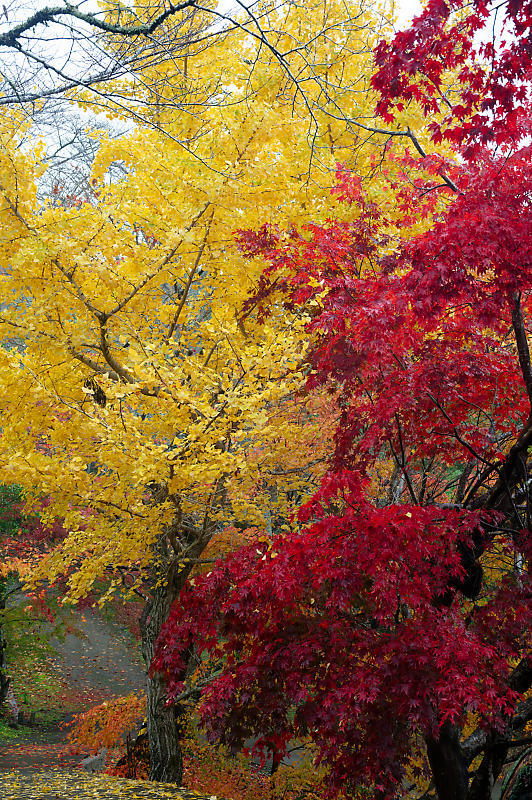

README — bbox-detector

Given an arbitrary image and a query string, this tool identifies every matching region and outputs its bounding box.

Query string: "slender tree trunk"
[425,722,469,800]
[0,626,10,707]
[139,522,207,783]
[0,589,10,708]
[140,571,185,783]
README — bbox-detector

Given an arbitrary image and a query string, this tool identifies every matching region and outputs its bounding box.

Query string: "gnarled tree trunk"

Activity
From the first line to the last, output the records exactly without pictures.

Response to this exercise
README — bbox-detector

Given an arbitrary image and a query string, this tool identifies every matching region and outputs its bounding box.

Query string: "slender tree trunk"
[425,722,469,800]
[0,626,10,707]
[139,522,207,783]
[0,589,10,708]
[140,571,185,783]
README — bbox-detector

Given an arbitrary image and a query string, this tool identifies every matching region and outputs its bounding box.

Query string: "gnarled tree trunk"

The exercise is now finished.